(Excerpts from a pointing dataset)
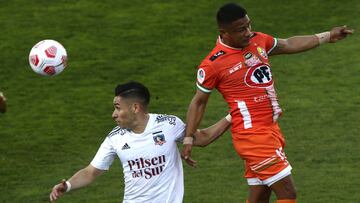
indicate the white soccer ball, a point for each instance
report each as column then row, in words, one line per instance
column 48, row 57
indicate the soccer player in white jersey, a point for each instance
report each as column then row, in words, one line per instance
column 146, row 146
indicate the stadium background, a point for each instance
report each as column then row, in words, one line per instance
column 54, row 126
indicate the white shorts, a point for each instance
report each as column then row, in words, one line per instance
column 282, row 174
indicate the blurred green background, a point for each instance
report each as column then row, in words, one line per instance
column 54, row 125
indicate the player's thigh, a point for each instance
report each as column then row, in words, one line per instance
column 284, row 188
column 259, row 194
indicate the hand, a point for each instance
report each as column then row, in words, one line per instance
column 339, row 33
column 58, row 190
column 186, row 155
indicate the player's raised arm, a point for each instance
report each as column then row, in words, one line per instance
column 298, row 44
column 193, row 117
column 2, row 103
column 80, row 179
column 204, row 137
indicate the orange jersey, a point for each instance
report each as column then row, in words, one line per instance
column 243, row 77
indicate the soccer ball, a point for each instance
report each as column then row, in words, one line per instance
column 48, row 57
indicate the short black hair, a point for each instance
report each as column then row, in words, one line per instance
column 229, row 13
column 134, row 90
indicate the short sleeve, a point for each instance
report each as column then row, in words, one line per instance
column 206, row 78
column 179, row 129
column 104, row 156
column 270, row 43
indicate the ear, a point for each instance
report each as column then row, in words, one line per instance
column 135, row 107
column 224, row 34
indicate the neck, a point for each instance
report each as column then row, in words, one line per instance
column 141, row 123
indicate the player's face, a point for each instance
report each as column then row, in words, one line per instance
column 124, row 113
column 238, row 33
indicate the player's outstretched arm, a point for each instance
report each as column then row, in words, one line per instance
column 193, row 117
column 2, row 103
column 80, row 179
column 204, row 137
column 298, row 44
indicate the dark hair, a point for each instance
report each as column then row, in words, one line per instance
column 134, row 90
column 229, row 13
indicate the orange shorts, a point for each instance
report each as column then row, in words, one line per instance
column 262, row 150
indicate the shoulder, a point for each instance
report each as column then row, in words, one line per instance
column 167, row 119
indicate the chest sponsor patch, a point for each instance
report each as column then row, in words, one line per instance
column 201, row 75
column 259, row 76
column 252, row 60
column 159, row 138
column 262, row 52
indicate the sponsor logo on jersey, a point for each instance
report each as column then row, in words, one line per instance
column 126, row 146
column 259, row 76
column 201, row 75
column 262, row 52
column 216, row 55
column 159, row 138
column 164, row 118
column 248, row 55
column 252, row 61
column 147, row 168
column 235, row 68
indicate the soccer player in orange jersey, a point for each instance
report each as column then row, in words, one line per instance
column 239, row 68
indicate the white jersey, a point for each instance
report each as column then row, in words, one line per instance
column 151, row 161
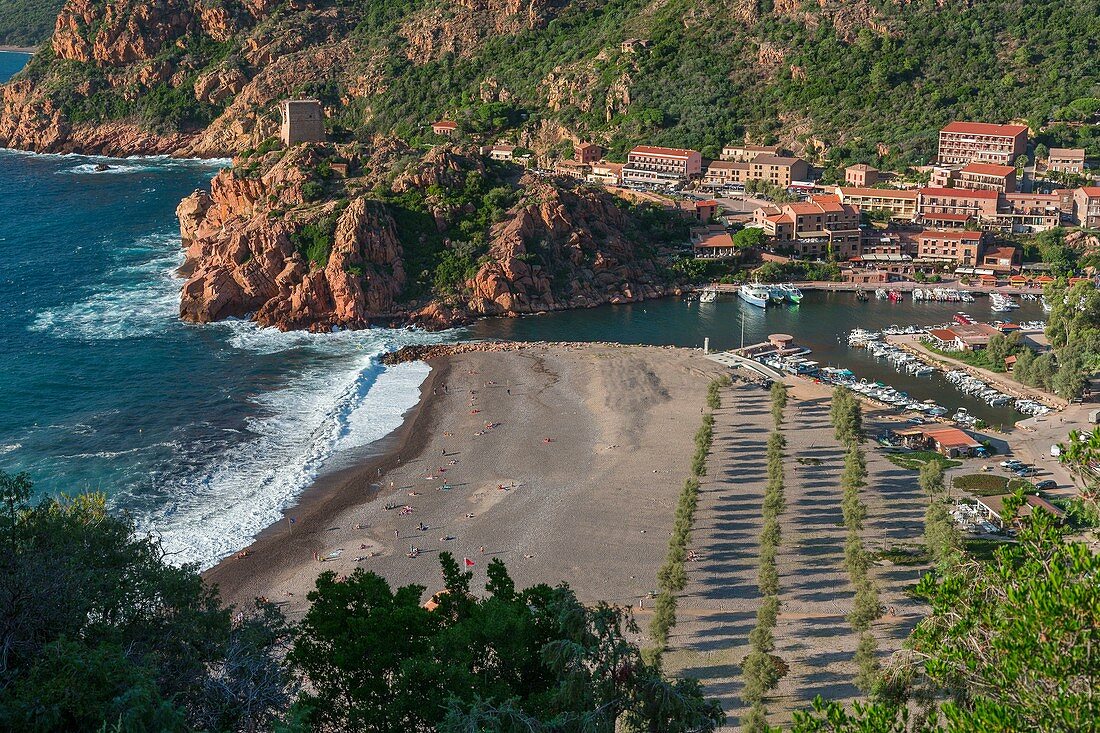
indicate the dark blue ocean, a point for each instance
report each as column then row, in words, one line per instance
column 204, row 434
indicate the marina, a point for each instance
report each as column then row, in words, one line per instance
column 821, row 323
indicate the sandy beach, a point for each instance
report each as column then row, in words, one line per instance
column 565, row 462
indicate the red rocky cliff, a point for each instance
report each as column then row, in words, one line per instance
column 563, row 247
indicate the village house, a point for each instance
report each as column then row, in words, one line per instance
column 712, row 242
column 860, row 175
column 444, row 128
column 966, row 142
column 1032, row 211
column 1066, row 160
column 747, row 153
column 778, row 170
column 947, row 220
column 499, row 152
column 956, row 200
column 957, row 247
column 900, row 204
column 586, row 153
column 1001, row 259
column 723, row 173
column 813, row 228
column 992, row 507
column 647, row 164
column 1087, row 207
column 988, row 176
column 952, row 442
column 607, row 174
column 571, row 168
column 303, row 121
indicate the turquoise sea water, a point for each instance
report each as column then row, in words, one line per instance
column 205, row 434
column 821, row 323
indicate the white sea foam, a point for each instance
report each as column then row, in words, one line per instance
column 332, row 406
column 138, row 298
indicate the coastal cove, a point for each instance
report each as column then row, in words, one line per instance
column 821, row 323
column 209, row 434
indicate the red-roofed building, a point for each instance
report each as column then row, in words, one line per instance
column 1087, row 207
column 723, row 173
column 860, row 175
column 746, row 153
column 959, row 247
column 713, row 242
column 988, row 176
column 965, row 142
column 647, row 164
column 900, row 204
column 446, row 128
column 1066, row 160
column 814, row 228
column 957, row 200
column 1000, row 259
column 587, row 153
column 947, row 440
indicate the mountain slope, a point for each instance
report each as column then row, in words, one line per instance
column 866, row 78
column 26, row 22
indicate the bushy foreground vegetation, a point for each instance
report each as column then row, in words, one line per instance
column 99, row 633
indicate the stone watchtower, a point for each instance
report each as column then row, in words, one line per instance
column 303, row 121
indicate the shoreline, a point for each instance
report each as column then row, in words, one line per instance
column 560, row 460
column 334, row 492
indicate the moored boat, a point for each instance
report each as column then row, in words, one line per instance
column 754, row 294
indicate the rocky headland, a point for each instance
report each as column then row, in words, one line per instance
column 321, row 237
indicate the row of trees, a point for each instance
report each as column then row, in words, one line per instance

▶ _Given task_: Write out these lines exactly as they appear above, leaving the pictures out of your answer.

▶ _Answer for the task_:
indicate the white soccer ball, a point for each instance
report each as column then row, in words, one line per instance
column 48, row 57
indicate the soccer player in white jersey, a point for each instance
report each as column then row, in words, one line per instance
column 146, row 146
indicate the stadium background, a point for each instance
report each as column then row, in words, one line per instance
column 54, row 126
indicate the white shorts, a point for each instance
report each as column then row, in words, one line per instance
column 282, row 174
indicate the blurred green background, a point for each instance
report each as column then row, in words, one line per instance
column 54, row 125
indicate the player's thigh, a point for each instance
report each as column then row, in words, one line per instance
column 284, row 188
column 259, row 194
indicate the hand, a point for each instance
report each as column then row, in words, one line per instance
column 339, row 33
column 58, row 190
column 186, row 155
indicate the player's raised arm, a point for each instance
report each as column then row, in words, one line per instance
column 298, row 44
column 193, row 117
column 2, row 103
column 80, row 179
column 204, row 137
indicate the orange jersey, a point for each instance
report each as column then row, in words, one line per instance
column 243, row 77
indicate the soccer ball, a point for each instance
report each as column then row, in words, one line per instance
column 48, row 57
indicate the short black hair, a point for each instance
report each as column then row, in words, one line per instance
column 229, row 13
column 134, row 90
indicate the short sleeve, a point for each instance
report each as column then row, in words, one line per instance
column 206, row 78
column 179, row 129
column 104, row 156
column 270, row 43
indicate the ear, a point for each instance
report each as column then row, in words, one line per instance
column 135, row 107
column 224, row 34
indicate the neck, a point for each instance
report each as column then row, in words, one line per instance
column 141, row 123
indicate the player's face, a point for each instance
report each as column then row, in words, one line per instance
column 124, row 113
column 238, row 33
indicate the player's outstretched arm, a point for each instance
report each as column then row, in words, one line per instance
column 193, row 117
column 2, row 103
column 80, row 179
column 204, row 137
column 298, row 44
indicate the dark hair, a point for each instance
report each as column then row, in words, one line per instance
column 134, row 90
column 229, row 13
indicate the orange shorts, a point for each instance
report each as column then row, in words, one line per instance
column 262, row 150
indicate the shoulder, a point for each instance
report each as column then row, in words, one line per instance
column 167, row 119
indicate the chest sponsor patch, a point for each instance
report each as column then row, in words, one line per instance
column 201, row 75
column 259, row 76
column 252, row 60
column 159, row 138
column 262, row 52
indicate the sponsor logo on jersey, a point for each instance
report each as column then row, in words, one line per instance
column 126, row 146
column 259, row 76
column 201, row 75
column 262, row 52
column 216, row 55
column 159, row 138
column 164, row 118
column 248, row 55
column 252, row 61
column 147, row 168
column 235, row 68
indicate the soccer player in orange jersey, a point for each instance
report each as column then row, in words, one line per instance
column 239, row 68
indicate the white jersey, a point for each instance
report each as column then row, in words, one line per instance
column 151, row 161
indicate the dark blue ocean, a point for each instance
report each as column then row, in words, one line per instance
column 204, row 434
indicate the marina, a point for each instance
report each as column then row, in words, one line per instance
column 821, row 323
indicate the sandy beach, a point for each instance
report each as column then row, in words, one line per instance
column 565, row 462
indicate the red rocky cliff, a point for each instance
report each as column then row, in words, one line per instance
column 563, row 247
indicate the village house, a point for each instance
report each as column then row, in words, one line per instance
column 712, row 242
column 860, row 175
column 444, row 128
column 966, row 142
column 1032, row 211
column 1066, row 160
column 747, row 153
column 778, row 170
column 947, row 220
column 499, row 152
column 956, row 200
column 957, row 247
column 900, row 204
column 586, row 153
column 1001, row 259
column 723, row 173
column 813, row 228
column 992, row 507
column 647, row 164
column 1087, row 207
column 988, row 176
column 952, row 442
column 607, row 174
column 571, row 168
column 303, row 121
indicate the turquoise sea water, a point for each instance
report each as column then row, in words, one line per instance
column 205, row 434
column 821, row 323
indicate the white sea foam, a point for each instance
report each as column then row, in words, one line per instance
column 332, row 406
column 138, row 298
indicate the coastal cove, a point for each instance
report each as column then row, in words, one line per instance
column 821, row 323
column 209, row 434
indicate the red-roofed building, a point for each instance
report each as column then row, in words, one line per instance
column 1087, row 207
column 723, row 173
column 860, row 175
column 746, row 153
column 959, row 247
column 713, row 242
column 988, row 176
column 965, row 142
column 647, row 164
column 900, row 204
column 446, row 128
column 1066, row 160
column 814, row 228
column 957, row 200
column 1000, row 259
column 587, row 153
column 947, row 440
indicate the mountain slope, a point for each instance
report each as column then row, in words, one line per instance
column 866, row 78
column 26, row 22
indicate the bushy foreground vegetation, a point for each instance
report each as column then row, in words, one line per instance
column 99, row 633
indicate the stone watchtower, a point for each instance
report each as column then row, in words, one line per instance
column 303, row 121
indicate the shoreline, a point for each instance
report each as column then row, in words, one line per instance
column 560, row 460
column 334, row 492
indicate the moored boat, a point for each instance
report each as column then row, in words, one line per instance
column 754, row 294
indicate the rocky headland, a point for each instance
report each as column then row, in words, one line per instance
column 321, row 237
indicate the row of trees, a point for each instance
report each as column then row, in words, one line per instance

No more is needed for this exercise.